_To-do list_
1. In the boycott article, reproduce the part that begins at the words "Her spokesman Steffen" and ends after "told Der Spiegel.", changing "Roettgen" to "Röttgen".
2. According to the boycott article, how much has Viktor Yanukovych invested in new stadiums, airport terminals and fast trains for the games?

_Text section_
* * * * *
Reding's decision comes amid reports by Germany's Der Spiegel magazine that Chancellor Angela Merkel might also stay away.

Her spokesman Steffen Seibert declined to confirm the news. But he told press on Friday: "Obviously further developments in Ukraine and the Tymoshenko case would play a role in [her] decision."

Two of Merkel's ministers - environment chief Norbert Roettgen and interior minister Hans-Peter Friedrich, in charge of sports - have openly threatened not to go. "Visits by ministers or prime ministers are beyond question under the current circumstances," Roettgen told the mass-selling Bild newspaper on Monday.

Two German sporting figures - Uli Hoeness, the manager of Bayern Munich football club, and Hans-Joachim Watzke, the manager of the Borussia Dortmund club - also endorsed a boycott. "I have faith in the players that they are intelligent enough to have an opinion about this and I would have respect for every player who took a public stance on this," Hoeness told Der Spiegel.

Ukrainian President Viktor Yanukovych has invested $9 billion in new stadiums, airport terminals and fast trains for the games in June and July to create a feel-good factor ahead of parliamentary elections in autumn.
* * * * *
_Data shown_
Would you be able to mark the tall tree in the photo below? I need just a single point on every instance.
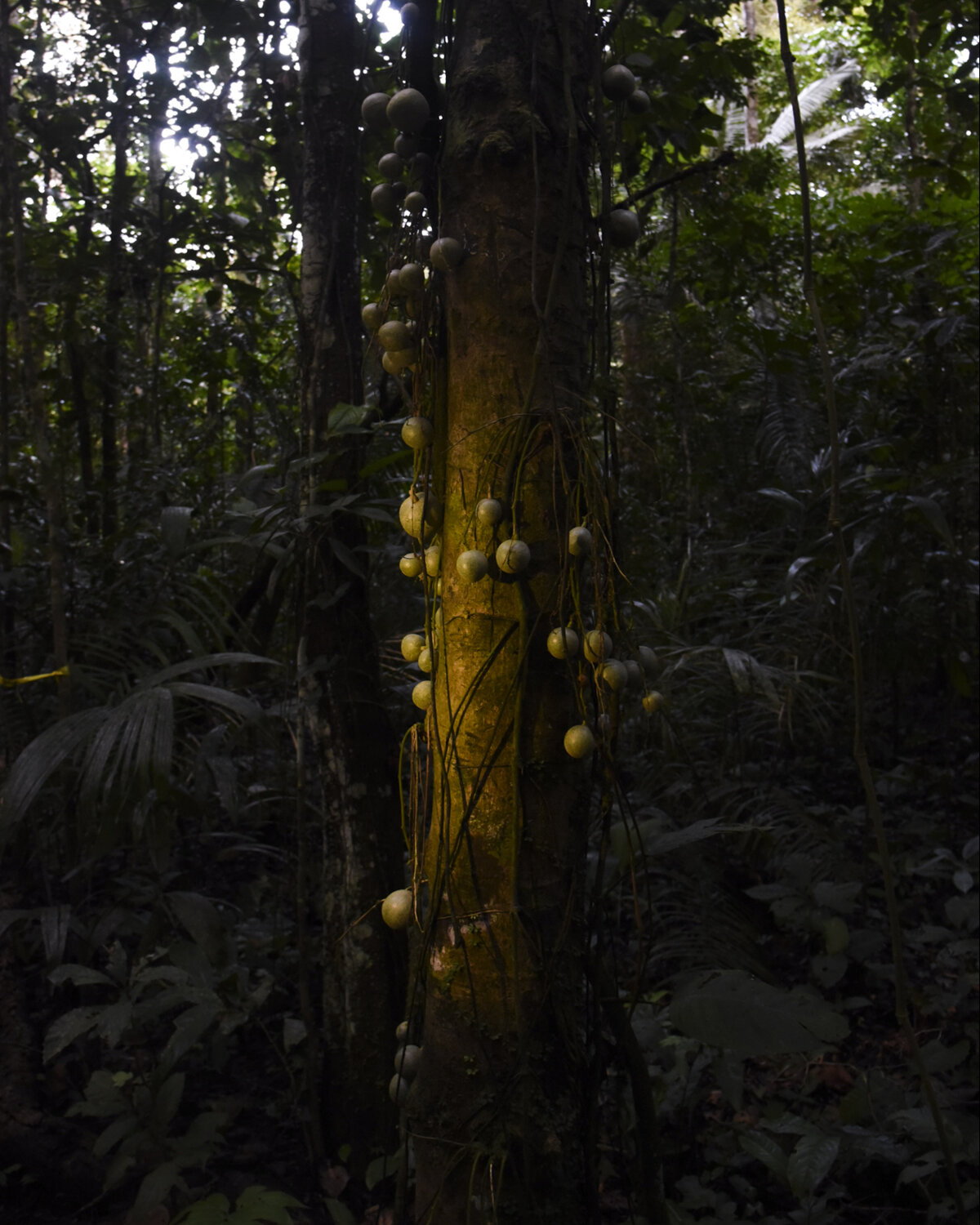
(497, 1107)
* * * * *
_Results in order_
1.
Her spokesman Steffen Seibert declined to confirm the news. But he told press on Friday: "Obviously further developments in Ukraine and the Tymoshenko case would play a role in [her] decision."

Two of Merkel's ministers - environment chief Norbert Röttgen and interior minister Hans-Peter Friedrich, in charge of sports - have openly threatened not to go. "Visits by ministers or prime ministers are beyond question under the current circumstances," Röttgen told the mass-selling Bild newspaper on Monday.

Two German sporting figures - Uli Hoeness, the manager of Bayern Munich football club, and Hans-Joachim Watzke, the manager of the Borussia Dortmund club - also endorsed a boycott. "I have faith in the players that they are intelligent enough to have an opinion about this and I would have respect for every player who took a public stance on this," Hoeness told Der Spiegel.

2. $9 billion